*Data shown*.

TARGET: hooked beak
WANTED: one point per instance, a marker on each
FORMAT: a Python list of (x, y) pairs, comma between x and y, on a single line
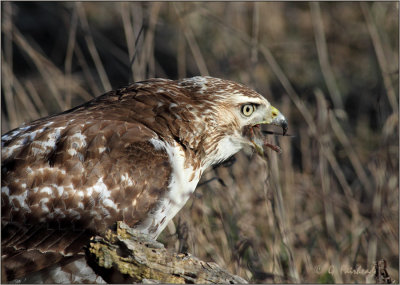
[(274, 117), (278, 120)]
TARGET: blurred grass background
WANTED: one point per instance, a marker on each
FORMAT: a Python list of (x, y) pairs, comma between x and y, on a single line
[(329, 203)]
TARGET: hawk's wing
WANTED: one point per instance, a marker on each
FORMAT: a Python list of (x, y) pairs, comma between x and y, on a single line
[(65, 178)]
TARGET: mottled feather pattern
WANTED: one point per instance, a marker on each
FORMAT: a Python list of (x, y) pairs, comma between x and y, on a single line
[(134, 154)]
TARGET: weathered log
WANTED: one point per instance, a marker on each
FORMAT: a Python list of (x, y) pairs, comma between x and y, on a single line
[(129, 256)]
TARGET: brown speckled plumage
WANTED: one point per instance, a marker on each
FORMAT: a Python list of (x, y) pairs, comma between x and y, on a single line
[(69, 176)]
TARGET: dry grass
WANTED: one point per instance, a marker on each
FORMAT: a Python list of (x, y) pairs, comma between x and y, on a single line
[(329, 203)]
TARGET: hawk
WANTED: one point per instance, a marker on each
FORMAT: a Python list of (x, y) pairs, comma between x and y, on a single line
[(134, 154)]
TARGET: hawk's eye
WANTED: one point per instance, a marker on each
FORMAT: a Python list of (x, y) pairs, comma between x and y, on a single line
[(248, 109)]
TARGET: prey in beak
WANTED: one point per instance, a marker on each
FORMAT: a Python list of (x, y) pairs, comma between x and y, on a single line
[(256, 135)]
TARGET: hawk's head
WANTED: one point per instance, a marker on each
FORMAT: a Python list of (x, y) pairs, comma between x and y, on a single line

==

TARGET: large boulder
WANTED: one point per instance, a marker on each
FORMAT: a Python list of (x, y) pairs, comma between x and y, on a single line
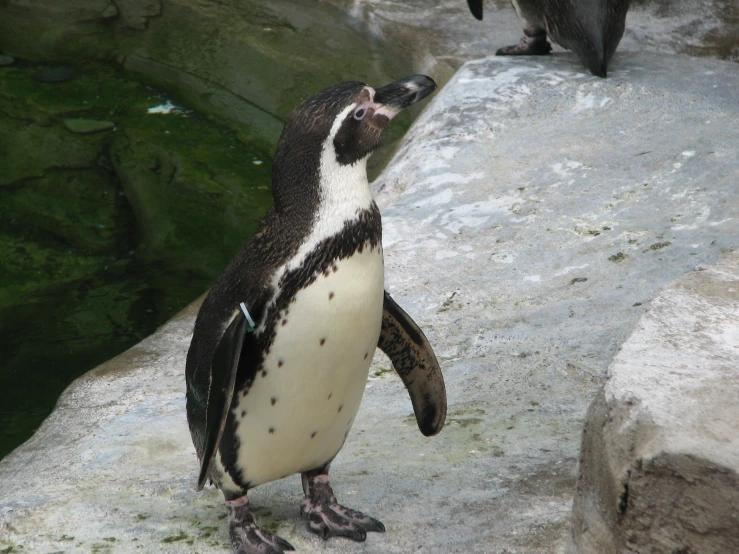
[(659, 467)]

*Problem requirements*.
Could you copy out every line in the listing where the word "beak" appears?

*Answer to this problem*.
TARGET: hooked beak
TARGET: prey in beak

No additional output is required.